Up to the line containing "For each instance of the green water, drop", nothing is kept; from that line through the end of the data below, output every line exactly.

(Collected data)
○ ○ ○ ○ ○

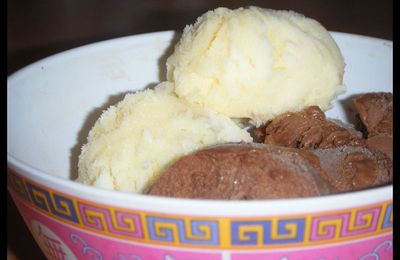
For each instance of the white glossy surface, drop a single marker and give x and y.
(52, 104)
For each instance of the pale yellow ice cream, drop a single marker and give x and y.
(256, 63)
(132, 141)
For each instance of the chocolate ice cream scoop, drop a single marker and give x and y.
(350, 168)
(376, 113)
(309, 129)
(241, 172)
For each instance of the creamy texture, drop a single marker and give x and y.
(376, 113)
(256, 63)
(309, 129)
(241, 172)
(132, 141)
(350, 168)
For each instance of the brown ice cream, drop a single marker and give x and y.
(241, 172)
(349, 168)
(304, 155)
(309, 129)
(376, 113)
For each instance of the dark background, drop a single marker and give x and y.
(36, 29)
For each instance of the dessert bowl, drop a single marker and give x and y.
(51, 106)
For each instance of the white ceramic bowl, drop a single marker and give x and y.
(53, 103)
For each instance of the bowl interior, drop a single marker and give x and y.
(53, 103)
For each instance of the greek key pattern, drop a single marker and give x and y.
(205, 232)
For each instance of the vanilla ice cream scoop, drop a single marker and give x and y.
(256, 63)
(132, 141)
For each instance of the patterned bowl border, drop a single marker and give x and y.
(145, 227)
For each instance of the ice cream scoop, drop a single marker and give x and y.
(256, 63)
(133, 140)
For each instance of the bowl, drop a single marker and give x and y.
(51, 106)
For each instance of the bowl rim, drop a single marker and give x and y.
(36, 174)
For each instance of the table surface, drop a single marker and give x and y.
(36, 29)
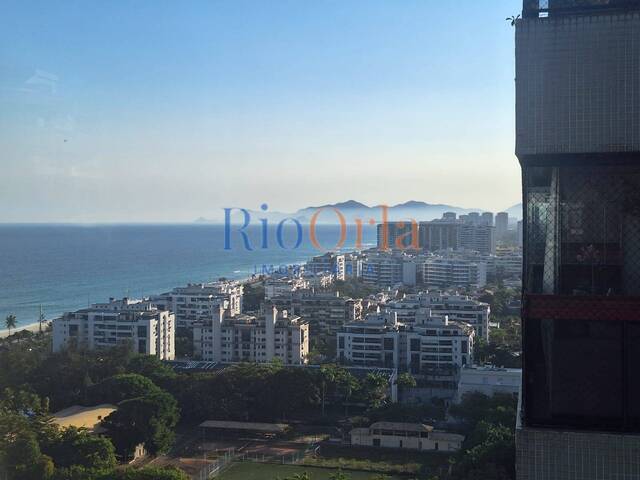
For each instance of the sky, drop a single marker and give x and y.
(166, 111)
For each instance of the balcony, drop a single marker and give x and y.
(582, 355)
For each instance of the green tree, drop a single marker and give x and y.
(339, 475)
(374, 389)
(153, 368)
(10, 322)
(121, 387)
(79, 447)
(406, 380)
(24, 460)
(150, 419)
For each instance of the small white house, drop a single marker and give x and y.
(411, 436)
(489, 380)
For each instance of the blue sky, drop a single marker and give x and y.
(167, 111)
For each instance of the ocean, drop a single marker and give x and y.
(66, 267)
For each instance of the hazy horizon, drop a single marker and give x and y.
(157, 112)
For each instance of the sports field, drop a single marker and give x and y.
(262, 471)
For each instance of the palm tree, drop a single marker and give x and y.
(10, 322)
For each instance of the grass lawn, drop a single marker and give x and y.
(265, 471)
(379, 460)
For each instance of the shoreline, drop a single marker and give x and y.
(32, 327)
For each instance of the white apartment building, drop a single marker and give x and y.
(382, 269)
(410, 436)
(247, 338)
(459, 308)
(277, 287)
(432, 345)
(506, 263)
(196, 302)
(341, 265)
(489, 380)
(450, 272)
(320, 280)
(148, 329)
(324, 311)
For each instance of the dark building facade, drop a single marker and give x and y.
(578, 142)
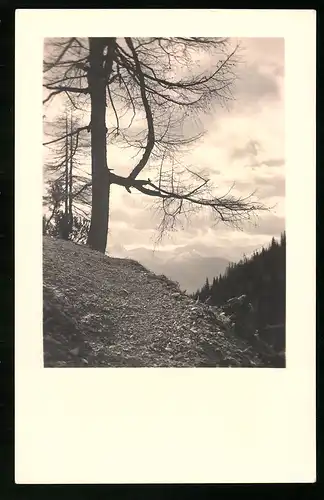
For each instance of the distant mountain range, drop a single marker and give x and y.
(185, 264)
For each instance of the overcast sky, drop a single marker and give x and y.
(244, 144)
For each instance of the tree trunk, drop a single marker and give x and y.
(71, 178)
(97, 238)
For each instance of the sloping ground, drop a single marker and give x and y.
(109, 312)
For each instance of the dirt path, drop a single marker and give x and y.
(102, 311)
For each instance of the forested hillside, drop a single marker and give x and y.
(259, 285)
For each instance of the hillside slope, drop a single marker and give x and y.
(110, 312)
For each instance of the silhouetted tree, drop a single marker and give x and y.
(65, 186)
(158, 85)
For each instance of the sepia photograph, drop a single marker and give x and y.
(164, 240)
(157, 179)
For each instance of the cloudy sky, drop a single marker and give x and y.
(243, 144)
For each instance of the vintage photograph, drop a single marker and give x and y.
(164, 241)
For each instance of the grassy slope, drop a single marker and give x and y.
(103, 311)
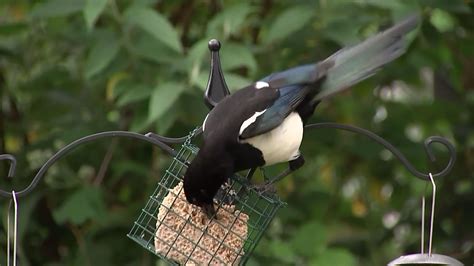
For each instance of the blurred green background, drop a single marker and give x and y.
(69, 68)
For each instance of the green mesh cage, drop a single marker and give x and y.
(166, 225)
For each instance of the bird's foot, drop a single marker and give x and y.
(266, 188)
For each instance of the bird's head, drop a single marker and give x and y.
(201, 182)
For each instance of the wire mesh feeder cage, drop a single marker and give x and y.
(181, 233)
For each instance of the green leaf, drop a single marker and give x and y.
(236, 55)
(57, 8)
(102, 53)
(334, 256)
(229, 21)
(162, 98)
(156, 25)
(133, 94)
(309, 239)
(289, 22)
(442, 20)
(7, 29)
(146, 46)
(92, 10)
(282, 250)
(85, 204)
(452, 5)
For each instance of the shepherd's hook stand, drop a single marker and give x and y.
(216, 90)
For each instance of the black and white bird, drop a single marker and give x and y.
(262, 124)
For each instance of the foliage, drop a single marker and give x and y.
(69, 68)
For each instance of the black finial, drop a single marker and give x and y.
(214, 45)
(216, 87)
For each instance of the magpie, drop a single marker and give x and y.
(262, 124)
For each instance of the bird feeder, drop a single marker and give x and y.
(178, 232)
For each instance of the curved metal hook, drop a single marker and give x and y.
(396, 152)
(150, 137)
(11, 158)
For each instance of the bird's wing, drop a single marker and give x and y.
(293, 85)
(271, 117)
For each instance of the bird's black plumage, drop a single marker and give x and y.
(262, 123)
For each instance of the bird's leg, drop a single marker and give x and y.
(293, 166)
(250, 174)
(268, 185)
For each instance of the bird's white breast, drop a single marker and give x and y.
(282, 143)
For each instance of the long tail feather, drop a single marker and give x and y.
(354, 64)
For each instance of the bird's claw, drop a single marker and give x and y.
(265, 188)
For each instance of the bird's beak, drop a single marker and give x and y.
(209, 210)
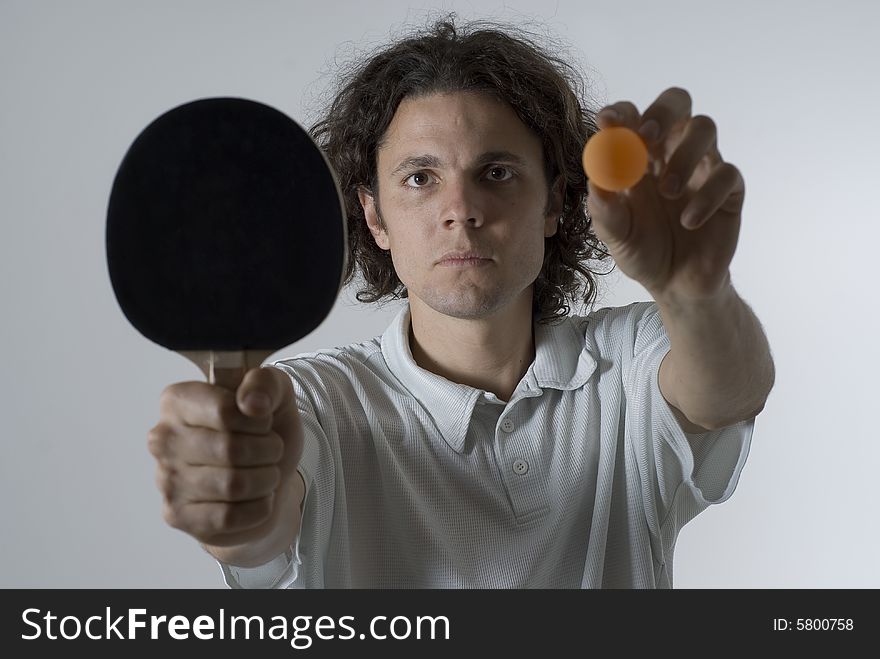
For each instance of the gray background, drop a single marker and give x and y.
(793, 89)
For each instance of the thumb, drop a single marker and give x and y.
(262, 391)
(610, 212)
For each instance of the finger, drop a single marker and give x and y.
(697, 146)
(205, 520)
(610, 213)
(205, 447)
(670, 109)
(199, 404)
(724, 190)
(622, 113)
(263, 391)
(221, 484)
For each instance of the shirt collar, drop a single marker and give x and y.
(561, 362)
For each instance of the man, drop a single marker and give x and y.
(487, 439)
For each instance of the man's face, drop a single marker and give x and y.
(461, 173)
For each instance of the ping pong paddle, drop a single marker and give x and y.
(226, 237)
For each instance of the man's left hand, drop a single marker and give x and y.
(677, 243)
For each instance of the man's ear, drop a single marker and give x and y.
(371, 214)
(555, 204)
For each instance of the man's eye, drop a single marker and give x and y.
(499, 173)
(419, 180)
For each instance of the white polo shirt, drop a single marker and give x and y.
(582, 479)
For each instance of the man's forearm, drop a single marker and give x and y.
(719, 369)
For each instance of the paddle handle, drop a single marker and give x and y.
(226, 368)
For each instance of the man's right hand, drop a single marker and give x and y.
(227, 465)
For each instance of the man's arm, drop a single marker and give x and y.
(719, 370)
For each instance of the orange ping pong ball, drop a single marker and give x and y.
(615, 158)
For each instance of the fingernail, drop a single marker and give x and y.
(257, 399)
(670, 185)
(650, 130)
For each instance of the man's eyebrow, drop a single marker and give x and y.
(427, 160)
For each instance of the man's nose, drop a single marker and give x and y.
(461, 202)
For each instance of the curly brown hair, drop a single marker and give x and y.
(544, 92)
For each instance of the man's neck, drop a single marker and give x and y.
(491, 353)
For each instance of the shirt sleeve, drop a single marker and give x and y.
(302, 565)
(681, 474)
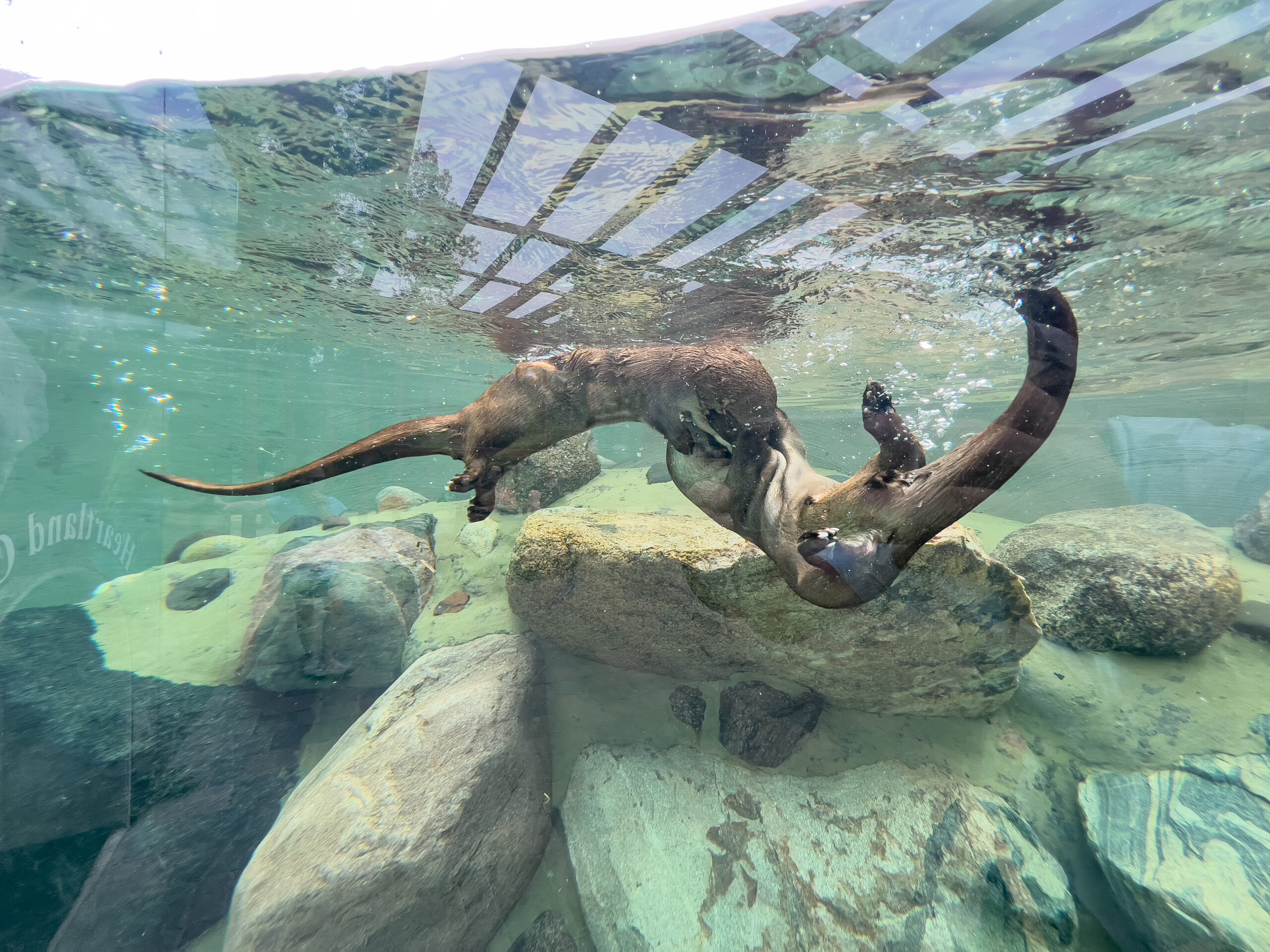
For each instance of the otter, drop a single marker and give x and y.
(736, 455)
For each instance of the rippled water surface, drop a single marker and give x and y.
(226, 282)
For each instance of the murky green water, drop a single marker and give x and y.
(228, 282)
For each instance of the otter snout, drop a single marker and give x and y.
(863, 561)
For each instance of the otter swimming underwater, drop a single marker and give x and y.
(736, 455)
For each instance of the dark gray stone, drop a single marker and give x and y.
(1143, 579)
(761, 724)
(300, 522)
(544, 477)
(1253, 620)
(689, 705)
(189, 778)
(1253, 531)
(547, 935)
(197, 591)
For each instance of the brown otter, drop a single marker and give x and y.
(736, 455)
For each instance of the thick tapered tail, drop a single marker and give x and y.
(431, 436)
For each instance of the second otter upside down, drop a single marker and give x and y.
(734, 454)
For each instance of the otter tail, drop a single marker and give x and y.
(431, 436)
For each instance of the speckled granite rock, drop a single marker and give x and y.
(339, 607)
(1188, 851)
(1141, 578)
(1253, 531)
(690, 599)
(676, 849)
(548, 475)
(398, 498)
(422, 826)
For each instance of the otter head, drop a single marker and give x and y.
(840, 545)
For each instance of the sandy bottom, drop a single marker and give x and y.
(1075, 713)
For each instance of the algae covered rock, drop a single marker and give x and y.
(1253, 531)
(391, 498)
(1188, 851)
(1140, 578)
(540, 480)
(339, 607)
(676, 849)
(686, 598)
(422, 826)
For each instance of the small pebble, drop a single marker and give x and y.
(452, 603)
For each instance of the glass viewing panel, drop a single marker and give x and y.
(801, 483)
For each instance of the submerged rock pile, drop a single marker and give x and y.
(690, 599)
(878, 857)
(540, 480)
(1142, 578)
(422, 826)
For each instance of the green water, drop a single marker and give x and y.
(228, 282)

○ ○ ○ ○ ○

= Solution for this exercise =
For each instance of the green water, drop a single marker and give x and y.
(228, 282)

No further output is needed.